SHORT EXERCISE: Arrange every line of the data below as a JSON list of strings, with one string per line and blank lines left out.

* Begin *

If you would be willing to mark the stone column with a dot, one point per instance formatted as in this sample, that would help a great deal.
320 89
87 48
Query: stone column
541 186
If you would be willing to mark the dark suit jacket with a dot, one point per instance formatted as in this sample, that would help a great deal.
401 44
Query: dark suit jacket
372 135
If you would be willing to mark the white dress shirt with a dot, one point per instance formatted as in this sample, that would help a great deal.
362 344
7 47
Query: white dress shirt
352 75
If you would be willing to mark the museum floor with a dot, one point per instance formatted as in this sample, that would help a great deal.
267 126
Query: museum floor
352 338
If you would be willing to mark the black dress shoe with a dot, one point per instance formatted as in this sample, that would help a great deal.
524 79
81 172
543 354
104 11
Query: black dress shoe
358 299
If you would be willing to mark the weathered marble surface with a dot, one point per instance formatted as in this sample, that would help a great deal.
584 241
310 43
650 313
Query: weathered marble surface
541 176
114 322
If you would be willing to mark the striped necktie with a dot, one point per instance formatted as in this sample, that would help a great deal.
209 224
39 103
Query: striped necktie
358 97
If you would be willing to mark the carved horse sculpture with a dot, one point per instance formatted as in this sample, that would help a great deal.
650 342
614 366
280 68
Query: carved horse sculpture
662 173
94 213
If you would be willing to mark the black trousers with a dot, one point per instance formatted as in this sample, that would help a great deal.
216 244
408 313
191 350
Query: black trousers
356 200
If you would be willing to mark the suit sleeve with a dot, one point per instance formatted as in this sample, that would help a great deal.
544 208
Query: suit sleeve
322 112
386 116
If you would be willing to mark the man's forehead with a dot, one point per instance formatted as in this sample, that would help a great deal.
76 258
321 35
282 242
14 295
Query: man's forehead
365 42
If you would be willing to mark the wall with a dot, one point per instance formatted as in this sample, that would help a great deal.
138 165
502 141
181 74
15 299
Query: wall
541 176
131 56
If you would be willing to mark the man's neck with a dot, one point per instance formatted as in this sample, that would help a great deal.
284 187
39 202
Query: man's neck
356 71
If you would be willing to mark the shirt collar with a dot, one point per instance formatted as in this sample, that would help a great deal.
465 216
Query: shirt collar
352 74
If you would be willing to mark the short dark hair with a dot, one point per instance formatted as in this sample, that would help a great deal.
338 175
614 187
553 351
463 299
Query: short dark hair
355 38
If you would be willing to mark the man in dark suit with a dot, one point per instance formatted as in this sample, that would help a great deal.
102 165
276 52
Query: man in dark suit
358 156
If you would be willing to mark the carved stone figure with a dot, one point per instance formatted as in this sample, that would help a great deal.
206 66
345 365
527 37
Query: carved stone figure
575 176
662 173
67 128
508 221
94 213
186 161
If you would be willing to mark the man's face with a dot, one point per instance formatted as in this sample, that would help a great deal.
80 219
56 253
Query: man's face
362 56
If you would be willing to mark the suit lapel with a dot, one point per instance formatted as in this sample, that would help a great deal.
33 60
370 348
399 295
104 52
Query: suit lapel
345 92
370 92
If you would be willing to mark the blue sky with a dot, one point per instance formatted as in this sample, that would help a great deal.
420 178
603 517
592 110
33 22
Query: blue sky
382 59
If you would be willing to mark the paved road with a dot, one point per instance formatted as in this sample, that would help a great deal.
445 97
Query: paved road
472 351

* End *

IN RESPONSE:
[
  "If you would be willing to mark the stone column with a dot, one point per instance formatted as in this sample, that would help a great deal.",
  "320 89",
  "87 48",
  "Query: stone column",
  "541 186",
  "If you would be willing to mark the dark suit jacket with a dot, one point per instance formatted as in this sample, that would help a great deal.",
  "401 44",
  "Query: dark suit jacket",
  "372 135",
  "If you would be willing to mark the white dress shirt with a dot, one point per instance formatted as in this sample, that would help a great deal.",
  "362 344",
  "7 47",
  "Query: white dress shirt",
  "352 75",
  "If you would be willing to mark the museum floor with a dot, one point per instance formatted as in this sample, that would help a great deal.",
  "267 126",
  "Query: museum floor",
  "352 338",
  "If you would be willing to mark the black dress shoe with a dot, one point per instance formatted as in this sample, that would help a great deal.",
  "524 79",
  "81 172",
  "543 354",
  "104 11",
  "Query: black dress shoe",
  "358 299",
  "If you would be willing to mark the weathered marble surface with a dot, one point per instance formatted as in this sample, that would help a great deal.",
  "584 241",
  "310 43",
  "650 313",
  "Query: weathered marble surface",
  "541 176",
  "114 322",
  "If you would be willing to mark the striped necktie with a dot, one point per instance formatted as in this sample, that would help a great deal.",
  "209 224",
  "39 103",
  "Query: striped necktie",
  "358 97",
  "If you would be willing to mark the carved horse sculpture with a dot, one point per instance formatted as in this sample, that would help a great deal.",
  "650 342",
  "614 366",
  "280 68",
  "Query: carved horse sculpture",
  "662 173",
  "94 213",
  "If you would be willing to mark the black trousers with a dot, one point per instance formatted as in this sample, that would help a great deal.",
  "216 244",
  "408 313",
  "191 350",
  "Query: black trousers",
  "356 200",
  "If you would be willing to mark the suit sleeve with a dot, one point per instance formatted as in this sample, that would help a great deal.",
  "544 208",
  "Query: suit sleeve",
  "322 112",
  "386 116",
  "If you would be willing to mark the man's forehead with a dot, one point per instance formatted as in this sample, that would help a great deal.",
  "76 258",
  "321 35",
  "282 242",
  "14 295",
  "Query: man's forehead",
  "365 42",
  "If you would be willing to mark the wall with a dot, one point per instance formatted as in this sample, that would help a great deal.",
  "138 165",
  "502 141",
  "181 74",
  "15 299",
  "Query: wall",
  "541 176",
  "131 56",
  "If you would be willing to mark the man's neck with a dot, one point per instance formatted as in this sample, that would help a great deal.",
  "284 187",
  "39 202",
  "Query: man's neck",
  "356 71",
  "If you would be willing to mark the shirt collar with a dot, one point per instance formatted as in this sample, that would help a great deal.",
  "465 216",
  "Query: shirt collar",
  "352 74",
  "If you would be willing to mark the short dark hair with a dot, one point per instance formatted as in this sample, that would help a great deal.",
  "338 175",
  "614 187",
  "553 351",
  "463 299",
  "Query: short dark hair",
  "355 38",
  "If you would be willing to mark the man in dark suit with a dot, one point per instance formatted as in this sample, that would help a great deal.",
  "102 165",
  "276 52",
  "Query: man in dark suit",
  "358 156",
  "If you would be willing to mark the carved stone figure with a dot, one point per instance formatted as in this sample, that would help a great deal.",
  "206 66",
  "345 365",
  "527 37",
  "Query: carved stone figure",
  "575 176",
  "662 173",
  "67 128",
  "508 221",
  "94 213",
  "186 161",
  "If you would be willing to mark the man's face with a dot, one point per instance formatted as in this sample, that would help a great deal.",
  "80 219",
  "56 253",
  "Query: man's face",
  "362 56",
  "If you would be willing to mark the suit lapel with a dot, one point per instance formatted as in this sample, that would help a great deal.",
  "33 60",
  "370 348",
  "399 295",
  "104 52",
  "Query: suit lapel",
  "345 92",
  "370 92",
  "If you would be willing to mark the blue sky with a dot, one point per instance formatted as in this sample, that would help a great deal.",
  "420 178",
  "603 517",
  "592 110",
  "33 22",
  "Query: blue sky",
  "382 59",
  "If you would be willing to mark the paved road with a dot, one point per instance formatted as in this sample, that would help a great deal.",
  "445 97",
  "Query: paved road",
  "472 351"
]